START Working data

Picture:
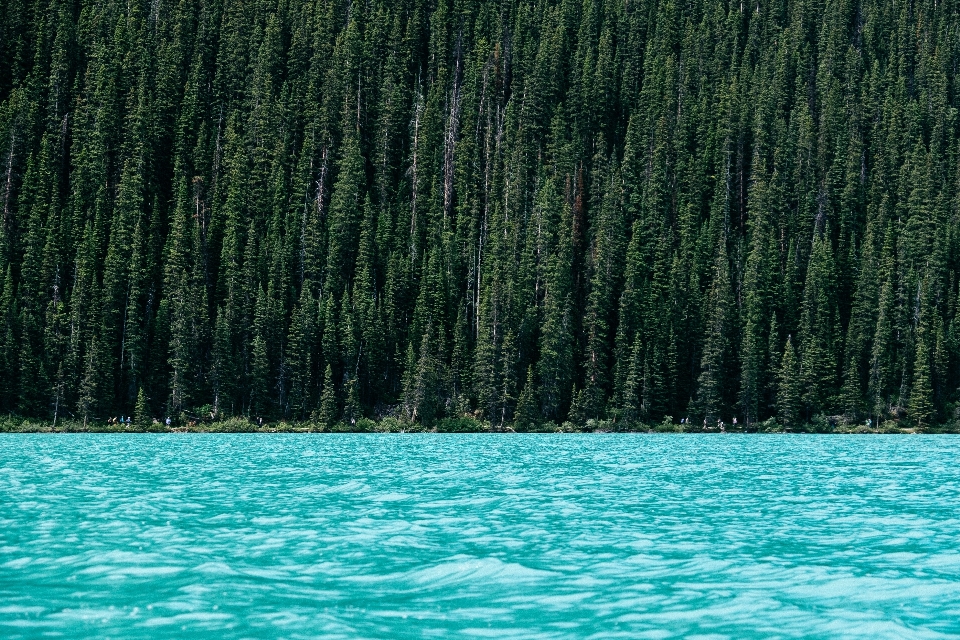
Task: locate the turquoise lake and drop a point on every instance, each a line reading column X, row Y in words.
column 516, row 536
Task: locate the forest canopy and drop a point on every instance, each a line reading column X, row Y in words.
column 525, row 211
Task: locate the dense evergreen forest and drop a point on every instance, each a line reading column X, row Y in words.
column 525, row 211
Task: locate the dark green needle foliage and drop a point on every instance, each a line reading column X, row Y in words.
column 522, row 211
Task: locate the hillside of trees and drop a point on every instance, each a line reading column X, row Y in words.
column 525, row 211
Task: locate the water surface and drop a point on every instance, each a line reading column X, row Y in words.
column 520, row 536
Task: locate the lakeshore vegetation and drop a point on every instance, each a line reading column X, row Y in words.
column 521, row 213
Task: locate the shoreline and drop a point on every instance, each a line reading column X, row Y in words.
column 392, row 426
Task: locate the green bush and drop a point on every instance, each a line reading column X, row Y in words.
column 464, row 424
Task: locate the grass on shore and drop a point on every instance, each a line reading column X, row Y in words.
column 466, row 424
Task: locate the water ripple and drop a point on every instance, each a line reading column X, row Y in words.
column 414, row 536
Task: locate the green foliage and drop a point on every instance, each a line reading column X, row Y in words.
column 529, row 213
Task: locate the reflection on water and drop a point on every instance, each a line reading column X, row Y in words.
column 537, row 536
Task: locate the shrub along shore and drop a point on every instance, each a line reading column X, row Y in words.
column 15, row 424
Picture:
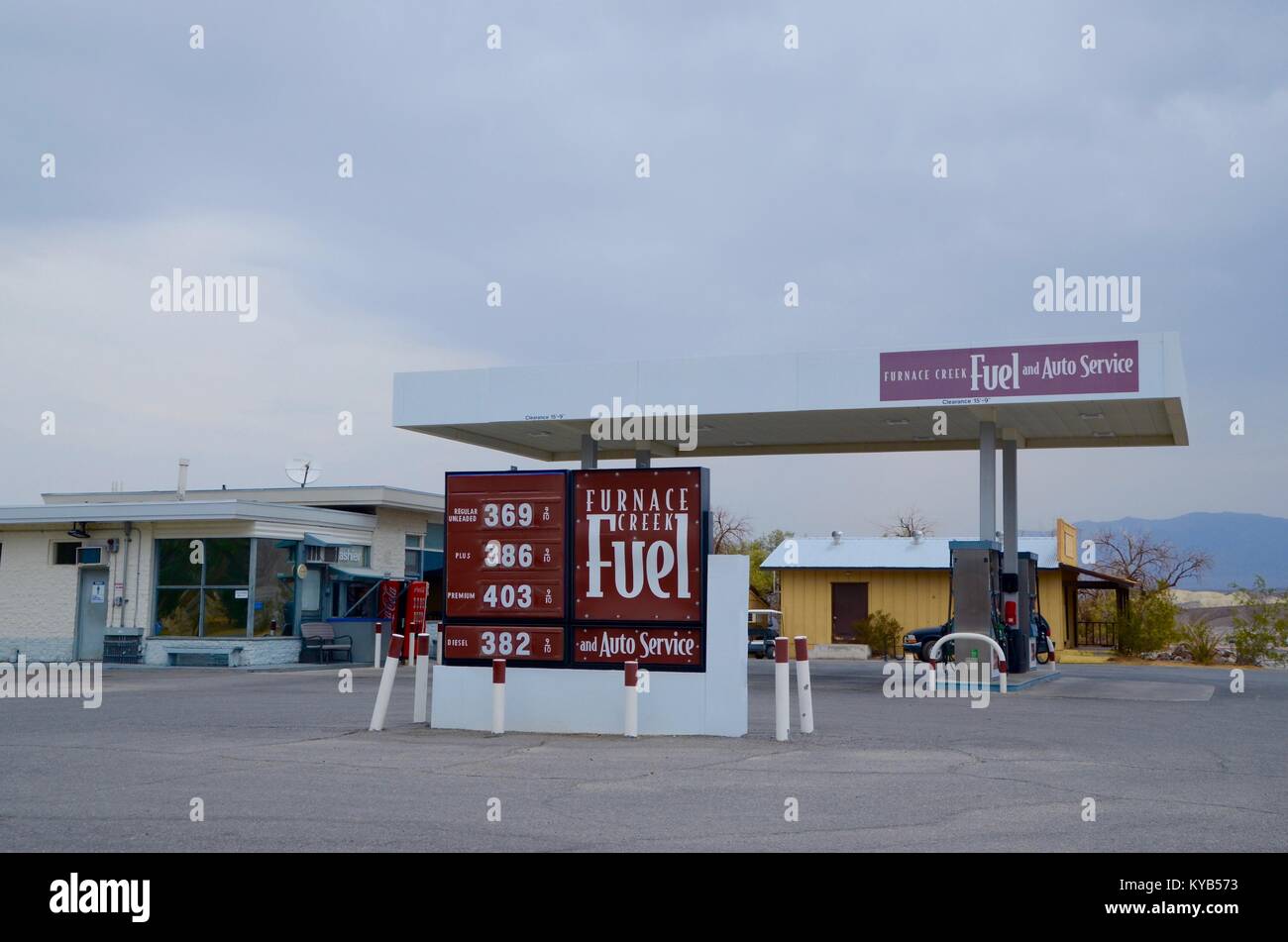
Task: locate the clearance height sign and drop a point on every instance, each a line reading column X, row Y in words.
column 584, row 569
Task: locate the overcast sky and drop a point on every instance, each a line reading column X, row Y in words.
column 518, row 166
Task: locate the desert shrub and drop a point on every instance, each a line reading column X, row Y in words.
column 1262, row 624
column 1201, row 639
column 884, row 633
column 1149, row 622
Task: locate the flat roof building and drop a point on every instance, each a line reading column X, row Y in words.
column 222, row 576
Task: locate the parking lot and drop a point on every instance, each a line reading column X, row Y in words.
column 282, row 761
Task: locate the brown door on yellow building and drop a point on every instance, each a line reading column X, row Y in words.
column 849, row 607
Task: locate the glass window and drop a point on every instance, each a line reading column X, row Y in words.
column 227, row 563
column 224, row 613
column 174, row 564
column 202, row 600
column 178, row 611
column 310, row 593
column 274, row 587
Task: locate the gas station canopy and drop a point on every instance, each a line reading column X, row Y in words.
column 1055, row 394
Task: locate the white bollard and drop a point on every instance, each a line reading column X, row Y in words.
column 782, row 695
column 498, row 696
column 804, row 695
column 421, row 678
column 632, row 699
column 386, row 683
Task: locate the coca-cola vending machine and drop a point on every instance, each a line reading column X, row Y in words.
column 503, row 562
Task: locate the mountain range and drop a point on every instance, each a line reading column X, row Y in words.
column 1241, row 546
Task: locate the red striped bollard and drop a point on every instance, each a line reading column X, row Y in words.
column 782, row 696
column 421, row 699
column 632, row 699
column 386, row 684
column 498, row 696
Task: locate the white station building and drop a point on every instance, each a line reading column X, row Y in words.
column 88, row 575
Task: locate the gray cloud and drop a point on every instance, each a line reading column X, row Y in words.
column 516, row 166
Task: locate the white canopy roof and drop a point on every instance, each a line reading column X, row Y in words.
column 841, row 400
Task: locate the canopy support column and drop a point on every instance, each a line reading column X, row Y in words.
column 988, row 480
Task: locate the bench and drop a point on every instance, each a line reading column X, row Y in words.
column 202, row 658
column 321, row 642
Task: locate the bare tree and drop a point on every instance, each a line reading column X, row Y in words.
column 911, row 523
column 729, row 530
column 1149, row 562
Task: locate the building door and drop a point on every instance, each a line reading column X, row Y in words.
column 91, row 614
column 849, row 607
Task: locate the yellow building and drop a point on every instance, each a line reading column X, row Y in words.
column 828, row 585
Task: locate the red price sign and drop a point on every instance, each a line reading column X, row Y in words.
column 505, row 545
column 638, row 545
column 484, row 642
column 417, row 597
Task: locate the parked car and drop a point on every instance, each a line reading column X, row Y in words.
column 763, row 627
column 918, row 642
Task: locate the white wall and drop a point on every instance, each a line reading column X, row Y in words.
column 38, row 598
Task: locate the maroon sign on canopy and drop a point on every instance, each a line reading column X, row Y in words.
column 980, row 373
column 505, row 545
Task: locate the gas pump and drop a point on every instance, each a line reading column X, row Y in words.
column 977, row 569
column 1028, row 607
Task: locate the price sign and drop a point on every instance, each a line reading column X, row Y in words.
column 513, row 642
column 505, row 545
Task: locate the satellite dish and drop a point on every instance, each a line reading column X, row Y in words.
column 303, row 471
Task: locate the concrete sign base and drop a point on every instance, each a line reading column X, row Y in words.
column 572, row 700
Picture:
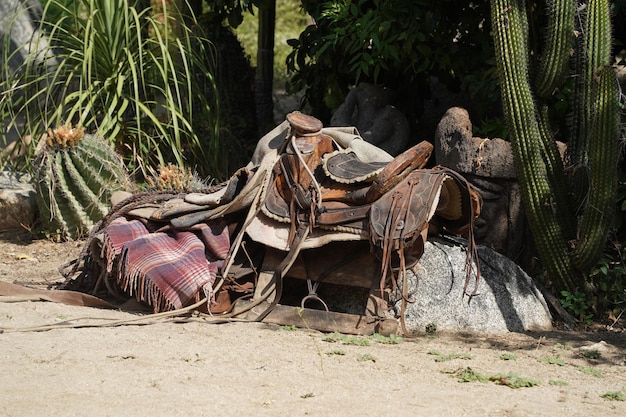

END Working data

Exercise description
Copy out all of the material above, swapping every "drop a point" for "place a marker" and changing nothing else. Leave the pictures out.

Answer to this task
Picture:
Task: locate the turquoise lake and place a marker on every instance, each a line reading column X, row Y in words.
column 516, row 536
Task: locate the forest canopy and place a marker on every instance, each a line reading column X, row Y in words.
column 525, row 211
Task: locate the dense evergreen forest and place a marker on every instance, each a line reading column X, row Y in words.
column 525, row 211
Task: locate the dark green needle foliage and place a marker on every instance, each a line reading column X, row Y in words.
column 522, row 211
Task: locate the hillside of trees and place a marker on every instance, each a line reading column X, row Y in words.
column 525, row 211
Task: locate the water surface and place a marker on every instance, each a line reading column X, row Y in words.
column 520, row 536
Task: locate the lakeshore vegetation and place a marker on every instance, each a line reading column X, row Y in words.
column 521, row 213
Task: locate the shoreline and place a marker on every instance, each a line reading column X, row Y in words.
column 392, row 426
Task: locate the green bush and place a marker on every instance, each a line reading column X, row Y in words.
column 464, row 424
Task: locate the grass on shore and place a marker on every instance, each a line reading column X, row Y in words.
column 466, row 424
Task: locate the water ripple and place a marker on every instance, each a line reading column X, row Y in words.
column 414, row 536
Task: locate the green foliage and place a marker on every instance, each a line reading column X, row Y in words.
column 529, row 213
Task: locate the reflection on water and place a marker on every instance, each a line reading column X, row Y in words.
column 537, row 536
Task: locate the shrub along shore and place a marker on every instance, each a line reading column X, row Y in words.
column 15, row 424
Picture:
Task: locate the clearance height sign and place a marker on every instance, each a line reading column X, row Y in words.
column 584, row 569
Task: locate the overcast sky and place a marker on every instance, each a line reading column X, row Y in words.
column 518, row 166
Task: locate the desert shrub and place a marker on every instance, each a line reading column X, row Y in words.
column 1262, row 624
column 1201, row 639
column 884, row 633
column 1149, row 622
Task: locate the flat roof building and place a marker on every instance, each a line reading column X, row Y in words.
column 222, row 576
Task: locate the parking lot and place a marker on every instance, each a line reading column X, row Y in words.
column 282, row 761
Task: locate the brown door on yellow building and place a marker on every instance, each a line reading column X, row Y in words.
column 849, row 607
Task: locate the glass window and place a marker on every instance, each a line reading column X, row Y in words.
column 227, row 563
column 224, row 613
column 174, row 564
column 202, row 600
column 178, row 611
column 310, row 593
column 274, row 587
Task: locate the gas station canopy and place a marker on every instance, each a line reading column X, row Y in words.
column 1055, row 394
Task: locate the white bollard and place a marker on every instance, each a line reading column X, row Y in words.
column 782, row 695
column 498, row 696
column 804, row 695
column 421, row 678
column 632, row 699
column 386, row 683
Task: locate the coca-cola vending machine and place a marker on every instance, each a line reading column X, row Y in words.
column 503, row 562
Task: locate the mountain range and place a marker on every instance, each a line reading column X, row Y in words.
column 1241, row 546
Task: locate the red striped bollard and place a marker on every instance, each a line reading column X, row Y in words.
column 782, row 696
column 421, row 699
column 632, row 699
column 386, row 684
column 498, row 696
Task: locate the white station building and place a marker on every instance, each a line reading column X, row Y in words.
column 88, row 575
Task: locate the gray cloud and place a marker on every instance, each a line reading column X, row Y in words.
column 516, row 166
Task: locate the white canopy roof and place a marker on every instance, each a line reading column X, row Y in words.
column 841, row 400
Task: locate the canopy support column and place a marker on every instance, each a line reading column X, row Y in words.
column 988, row 480
Task: locate the bench and place a marker on every instance, each a line reading column X, row Y in words.
column 202, row 658
column 321, row 642
Task: locate the bare tree and place a marker on every instance, each a line reading column X, row Y in words.
column 911, row 523
column 729, row 530
column 1149, row 562
Task: locate the building door and place a marker on every instance, each a line reading column X, row Y in words.
column 91, row 614
column 849, row 607
Task: locate the yellow building and place a marker on every instance, each a line reading column X, row Y in words.
column 828, row 585
Task: locate the red price sign and place a marker on every instance, each a line reading column X, row Y in words.
column 505, row 545
column 638, row 545
column 484, row 642
column 417, row 597
Task: locate the parked car and place a marker on every instance, each a line reading column X, row Y in words.
column 763, row 627
column 918, row 642
Task: locate the white wall and place a marker on every instance, each a line reading column X, row Y in words.
column 38, row 598
Task: locate the maroon sign on canopy and place a marker on every instance, each a line reading column X, row Y in words.
column 980, row 373
column 505, row 545
Task: locate the gas pump and place a marker on every instance, each a line reading column X, row Y in words.
column 977, row 569
column 1028, row 607
Task: locate the price sign and place a marker on every instance, each a line reading column X, row Y in words.
column 513, row 642
column 505, row 545
Task: locate the satellite dish and place a marker on every instance, each a line reading column X, row Y in words.
column 303, row 471
Task: locate the concrete sign base and place a marker on every instance, each a line reading column X, row Y in words.
column 572, row 700
Picture:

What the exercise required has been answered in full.